Data listing:
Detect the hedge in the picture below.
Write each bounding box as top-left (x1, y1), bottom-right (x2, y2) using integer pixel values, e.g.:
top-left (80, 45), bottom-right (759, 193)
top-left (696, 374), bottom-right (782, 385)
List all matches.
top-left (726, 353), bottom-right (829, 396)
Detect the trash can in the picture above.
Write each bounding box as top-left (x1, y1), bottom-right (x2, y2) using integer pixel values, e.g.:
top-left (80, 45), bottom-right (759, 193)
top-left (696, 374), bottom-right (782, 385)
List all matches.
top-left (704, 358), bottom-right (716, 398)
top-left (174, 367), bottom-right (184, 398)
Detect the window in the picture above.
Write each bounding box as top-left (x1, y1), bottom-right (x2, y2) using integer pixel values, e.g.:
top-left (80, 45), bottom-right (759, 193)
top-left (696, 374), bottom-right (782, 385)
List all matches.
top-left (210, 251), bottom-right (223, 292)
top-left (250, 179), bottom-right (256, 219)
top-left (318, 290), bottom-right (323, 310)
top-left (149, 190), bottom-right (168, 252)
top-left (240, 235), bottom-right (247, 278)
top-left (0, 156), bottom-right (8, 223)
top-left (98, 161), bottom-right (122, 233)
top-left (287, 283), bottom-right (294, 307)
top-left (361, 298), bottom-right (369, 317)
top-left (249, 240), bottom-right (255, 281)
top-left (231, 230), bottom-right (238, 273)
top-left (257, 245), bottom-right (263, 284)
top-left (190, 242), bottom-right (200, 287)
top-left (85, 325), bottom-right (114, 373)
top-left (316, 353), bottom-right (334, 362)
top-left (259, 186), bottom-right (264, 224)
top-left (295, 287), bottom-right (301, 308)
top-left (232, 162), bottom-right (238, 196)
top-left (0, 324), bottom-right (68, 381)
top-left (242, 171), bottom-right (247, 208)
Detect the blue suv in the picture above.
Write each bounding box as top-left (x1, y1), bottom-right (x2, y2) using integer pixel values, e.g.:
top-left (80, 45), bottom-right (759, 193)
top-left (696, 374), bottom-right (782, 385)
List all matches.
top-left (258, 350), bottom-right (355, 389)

Directions for this task: For this exercise, please copy exactly the lines of the material above from its first line through the line where "Detect the trash can in the picture above." appears.

Written solution:
Detect the hedge in the picture below.
Write each bounding box as top-left (x1, y1), bottom-right (x2, y2) using integer pixel values, e.g.:
top-left (80, 45), bottom-right (759, 193)
top-left (696, 374), bottom-right (782, 385)
List all matches.
top-left (726, 353), bottom-right (829, 396)
Detect the trash can in the picture above.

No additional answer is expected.